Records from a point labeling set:
++++++++

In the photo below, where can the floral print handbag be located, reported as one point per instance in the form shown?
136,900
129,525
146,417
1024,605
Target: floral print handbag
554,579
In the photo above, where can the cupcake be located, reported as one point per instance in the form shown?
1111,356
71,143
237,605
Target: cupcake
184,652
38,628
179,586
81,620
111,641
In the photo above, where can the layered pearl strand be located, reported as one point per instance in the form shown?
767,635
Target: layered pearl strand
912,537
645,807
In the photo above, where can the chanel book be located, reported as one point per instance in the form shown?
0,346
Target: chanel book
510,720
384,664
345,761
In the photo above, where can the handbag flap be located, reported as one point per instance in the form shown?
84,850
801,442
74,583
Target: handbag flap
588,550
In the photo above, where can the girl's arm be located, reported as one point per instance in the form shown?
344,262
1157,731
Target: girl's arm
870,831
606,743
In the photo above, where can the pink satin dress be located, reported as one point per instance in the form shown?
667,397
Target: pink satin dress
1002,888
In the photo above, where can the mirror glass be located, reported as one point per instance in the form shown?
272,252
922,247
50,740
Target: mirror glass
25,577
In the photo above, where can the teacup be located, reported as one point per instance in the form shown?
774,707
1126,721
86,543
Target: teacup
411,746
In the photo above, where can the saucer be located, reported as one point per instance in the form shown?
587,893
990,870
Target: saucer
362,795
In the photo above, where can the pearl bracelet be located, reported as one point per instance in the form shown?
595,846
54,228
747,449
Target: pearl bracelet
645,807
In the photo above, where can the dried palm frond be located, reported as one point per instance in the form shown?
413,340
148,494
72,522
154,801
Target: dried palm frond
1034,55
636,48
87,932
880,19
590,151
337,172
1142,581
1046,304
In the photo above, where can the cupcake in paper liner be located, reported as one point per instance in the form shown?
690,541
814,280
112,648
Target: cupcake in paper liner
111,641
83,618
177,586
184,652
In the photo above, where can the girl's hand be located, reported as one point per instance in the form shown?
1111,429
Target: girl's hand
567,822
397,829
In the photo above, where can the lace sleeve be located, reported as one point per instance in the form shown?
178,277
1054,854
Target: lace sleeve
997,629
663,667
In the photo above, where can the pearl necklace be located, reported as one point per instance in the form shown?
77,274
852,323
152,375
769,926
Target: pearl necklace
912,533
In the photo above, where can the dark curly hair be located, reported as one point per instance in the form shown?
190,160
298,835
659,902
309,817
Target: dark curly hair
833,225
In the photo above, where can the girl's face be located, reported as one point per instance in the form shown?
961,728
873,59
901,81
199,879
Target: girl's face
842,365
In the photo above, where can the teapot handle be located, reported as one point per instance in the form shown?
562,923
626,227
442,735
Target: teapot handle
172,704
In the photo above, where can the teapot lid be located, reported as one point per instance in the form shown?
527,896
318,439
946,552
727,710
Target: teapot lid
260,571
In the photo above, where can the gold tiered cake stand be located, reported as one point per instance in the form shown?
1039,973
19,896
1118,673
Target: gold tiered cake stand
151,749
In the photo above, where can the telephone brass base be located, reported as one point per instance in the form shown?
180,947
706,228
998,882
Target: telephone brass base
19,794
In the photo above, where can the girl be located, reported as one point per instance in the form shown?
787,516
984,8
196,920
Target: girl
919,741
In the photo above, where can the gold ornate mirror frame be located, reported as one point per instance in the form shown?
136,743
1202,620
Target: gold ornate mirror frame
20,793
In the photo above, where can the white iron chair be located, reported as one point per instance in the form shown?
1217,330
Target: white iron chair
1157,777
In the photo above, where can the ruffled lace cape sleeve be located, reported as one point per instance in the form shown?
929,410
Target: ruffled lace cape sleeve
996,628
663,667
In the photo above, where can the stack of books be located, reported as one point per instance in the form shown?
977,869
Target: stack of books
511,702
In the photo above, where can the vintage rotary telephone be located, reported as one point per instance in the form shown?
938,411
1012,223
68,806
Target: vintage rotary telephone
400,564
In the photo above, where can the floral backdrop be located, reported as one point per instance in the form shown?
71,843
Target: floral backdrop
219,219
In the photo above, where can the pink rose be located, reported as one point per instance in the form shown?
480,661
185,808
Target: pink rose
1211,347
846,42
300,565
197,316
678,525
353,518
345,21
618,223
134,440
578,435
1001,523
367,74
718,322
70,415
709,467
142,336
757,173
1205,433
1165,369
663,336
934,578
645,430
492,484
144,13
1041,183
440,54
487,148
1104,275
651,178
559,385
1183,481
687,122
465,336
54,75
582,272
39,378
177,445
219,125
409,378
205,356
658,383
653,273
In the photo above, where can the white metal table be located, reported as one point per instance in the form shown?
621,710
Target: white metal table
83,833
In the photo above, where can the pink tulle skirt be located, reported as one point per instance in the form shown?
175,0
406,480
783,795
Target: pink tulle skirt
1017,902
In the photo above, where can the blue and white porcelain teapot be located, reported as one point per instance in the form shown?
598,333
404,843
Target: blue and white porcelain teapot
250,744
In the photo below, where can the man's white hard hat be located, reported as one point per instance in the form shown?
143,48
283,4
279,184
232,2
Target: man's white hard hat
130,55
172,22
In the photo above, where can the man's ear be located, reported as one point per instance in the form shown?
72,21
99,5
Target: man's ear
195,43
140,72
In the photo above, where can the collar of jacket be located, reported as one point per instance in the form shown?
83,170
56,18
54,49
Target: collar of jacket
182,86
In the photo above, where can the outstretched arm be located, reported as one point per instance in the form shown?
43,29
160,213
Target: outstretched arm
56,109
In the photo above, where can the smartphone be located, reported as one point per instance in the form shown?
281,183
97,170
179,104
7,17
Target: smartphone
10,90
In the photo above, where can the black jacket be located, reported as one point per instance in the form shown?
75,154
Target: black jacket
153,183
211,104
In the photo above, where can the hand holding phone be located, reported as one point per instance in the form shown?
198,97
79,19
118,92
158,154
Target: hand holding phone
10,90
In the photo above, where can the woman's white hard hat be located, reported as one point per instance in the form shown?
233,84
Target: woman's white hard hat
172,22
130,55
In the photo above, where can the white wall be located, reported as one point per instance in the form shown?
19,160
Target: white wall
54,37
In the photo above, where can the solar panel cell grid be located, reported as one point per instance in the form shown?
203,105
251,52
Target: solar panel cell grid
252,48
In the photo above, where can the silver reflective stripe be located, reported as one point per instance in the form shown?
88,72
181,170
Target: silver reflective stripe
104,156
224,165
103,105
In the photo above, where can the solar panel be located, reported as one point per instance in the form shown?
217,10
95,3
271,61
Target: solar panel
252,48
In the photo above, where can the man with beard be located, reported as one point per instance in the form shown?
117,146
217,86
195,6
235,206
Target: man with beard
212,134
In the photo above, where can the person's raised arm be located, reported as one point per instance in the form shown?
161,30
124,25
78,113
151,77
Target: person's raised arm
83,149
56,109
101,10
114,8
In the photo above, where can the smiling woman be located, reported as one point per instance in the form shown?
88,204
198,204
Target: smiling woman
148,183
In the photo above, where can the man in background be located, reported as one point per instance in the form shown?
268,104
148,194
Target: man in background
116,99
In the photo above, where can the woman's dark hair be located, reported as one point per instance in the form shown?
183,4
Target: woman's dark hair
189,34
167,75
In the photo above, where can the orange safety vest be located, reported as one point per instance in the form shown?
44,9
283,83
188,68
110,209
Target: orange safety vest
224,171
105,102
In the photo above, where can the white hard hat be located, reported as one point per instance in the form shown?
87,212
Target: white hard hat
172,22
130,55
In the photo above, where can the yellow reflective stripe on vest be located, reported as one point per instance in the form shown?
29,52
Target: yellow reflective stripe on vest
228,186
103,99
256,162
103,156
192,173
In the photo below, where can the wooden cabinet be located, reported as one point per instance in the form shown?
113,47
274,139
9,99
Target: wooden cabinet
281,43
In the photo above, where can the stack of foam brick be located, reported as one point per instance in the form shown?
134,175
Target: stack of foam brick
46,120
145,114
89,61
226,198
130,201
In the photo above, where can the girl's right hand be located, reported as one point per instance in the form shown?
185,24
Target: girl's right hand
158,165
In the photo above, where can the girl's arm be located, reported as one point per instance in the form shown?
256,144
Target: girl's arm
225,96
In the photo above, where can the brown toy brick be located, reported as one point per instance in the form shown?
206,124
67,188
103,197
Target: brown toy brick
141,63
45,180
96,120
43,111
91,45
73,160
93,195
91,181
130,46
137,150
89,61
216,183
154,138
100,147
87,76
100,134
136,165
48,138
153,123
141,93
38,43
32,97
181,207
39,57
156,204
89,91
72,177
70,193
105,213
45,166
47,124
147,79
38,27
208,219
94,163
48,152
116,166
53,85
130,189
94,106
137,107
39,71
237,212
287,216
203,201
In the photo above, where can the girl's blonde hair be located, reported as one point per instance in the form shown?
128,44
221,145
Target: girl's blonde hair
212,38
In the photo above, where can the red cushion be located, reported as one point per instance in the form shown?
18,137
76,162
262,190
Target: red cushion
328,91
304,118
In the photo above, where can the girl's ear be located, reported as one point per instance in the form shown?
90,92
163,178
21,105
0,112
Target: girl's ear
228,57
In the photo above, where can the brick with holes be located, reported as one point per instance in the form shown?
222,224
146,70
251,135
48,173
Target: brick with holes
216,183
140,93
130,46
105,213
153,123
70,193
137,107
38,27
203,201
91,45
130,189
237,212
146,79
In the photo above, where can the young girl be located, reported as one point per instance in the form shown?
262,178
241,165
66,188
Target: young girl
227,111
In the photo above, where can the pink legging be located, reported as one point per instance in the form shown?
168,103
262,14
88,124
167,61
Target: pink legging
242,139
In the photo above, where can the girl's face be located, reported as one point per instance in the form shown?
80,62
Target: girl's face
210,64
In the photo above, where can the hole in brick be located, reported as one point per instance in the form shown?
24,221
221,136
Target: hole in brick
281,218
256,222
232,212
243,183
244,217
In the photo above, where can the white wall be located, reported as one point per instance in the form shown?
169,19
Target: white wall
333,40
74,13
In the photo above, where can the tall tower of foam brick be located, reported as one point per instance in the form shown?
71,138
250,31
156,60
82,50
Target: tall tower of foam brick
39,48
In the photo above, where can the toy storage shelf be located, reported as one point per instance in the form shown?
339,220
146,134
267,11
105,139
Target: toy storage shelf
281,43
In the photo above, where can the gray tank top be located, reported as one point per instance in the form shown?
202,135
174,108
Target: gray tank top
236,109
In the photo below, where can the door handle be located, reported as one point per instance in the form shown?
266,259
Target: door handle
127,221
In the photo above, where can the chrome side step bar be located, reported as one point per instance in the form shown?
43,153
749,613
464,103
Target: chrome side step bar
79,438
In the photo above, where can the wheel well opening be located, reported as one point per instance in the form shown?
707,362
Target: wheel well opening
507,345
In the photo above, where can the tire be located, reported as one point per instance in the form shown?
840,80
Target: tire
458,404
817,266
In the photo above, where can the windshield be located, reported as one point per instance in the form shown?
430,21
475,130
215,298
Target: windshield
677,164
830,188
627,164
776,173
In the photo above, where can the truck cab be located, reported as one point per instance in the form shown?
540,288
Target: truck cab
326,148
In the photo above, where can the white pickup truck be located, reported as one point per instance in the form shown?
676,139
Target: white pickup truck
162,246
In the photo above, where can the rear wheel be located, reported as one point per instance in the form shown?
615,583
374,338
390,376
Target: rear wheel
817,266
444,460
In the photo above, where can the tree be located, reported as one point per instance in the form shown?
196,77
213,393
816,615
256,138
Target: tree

++++++++

WHAT YOU SHOULD DO:
Output the line holding "In the photo above, where can the tall", then every later line through the end of the records above, exactly as given and nothing else.

SOLUTION:
In the photo above, where can the tall tower of foam brick be located, reported as one point per instance in the form shown?
71,138
250,31
156,60
82,50
Target: tall tower of foam brick
39,48
In the photo above, where can the toy storage shelf be located, reported as one point per instance in the form shown?
339,220
146,134
267,11
105,139
Target: toy storage shelf
281,43
In the photo above, where can the gray tank top be located, reported as one point per instance in the form shown?
202,135
174,108
Target: gray tank top
236,109
In the photo below, where can the door handle be located, reported as one point per instance in the form shown?
266,259
Target: door handle
127,221
In the photo above, where can the chrome side step bar be located, reported as one point per instance in the form shown?
43,153
749,613
464,103
Target: chrome side step bar
79,438
In the photo above, where can the wheel well opening be located, reported as one point per instance in the form shown?
707,362
Target: wheel well opening
507,345
In the photo above, where can the tire be located, reported as one point per instance in the form shown?
840,80
Target: tire
458,404
817,266
In the photo above, where can the windshield be located, reported as one point per instance in the form shown?
430,21
475,130
215,298
Target: windshield
677,164
830,188
627,164
776,173
In the photo above, where can the truck cab be located, reported as one point per instance in the form shown?
540,288
Target: truck cab
326,148
In the photo above, where can the white pickup truck be located, reported as one point per instance in the form shown?
676,139
Target: white pickup truck
162,246
In the photo above, where can the rear wheel be located, reported as one point per instance in the form shown?
615,583
374,338
390,376
Target: rear wheel
817,266
444,460
In the photo above, where can the tree be located, reported as one point per instance in the form shown?
196,77
213,393
816,615
256,138
Target: tree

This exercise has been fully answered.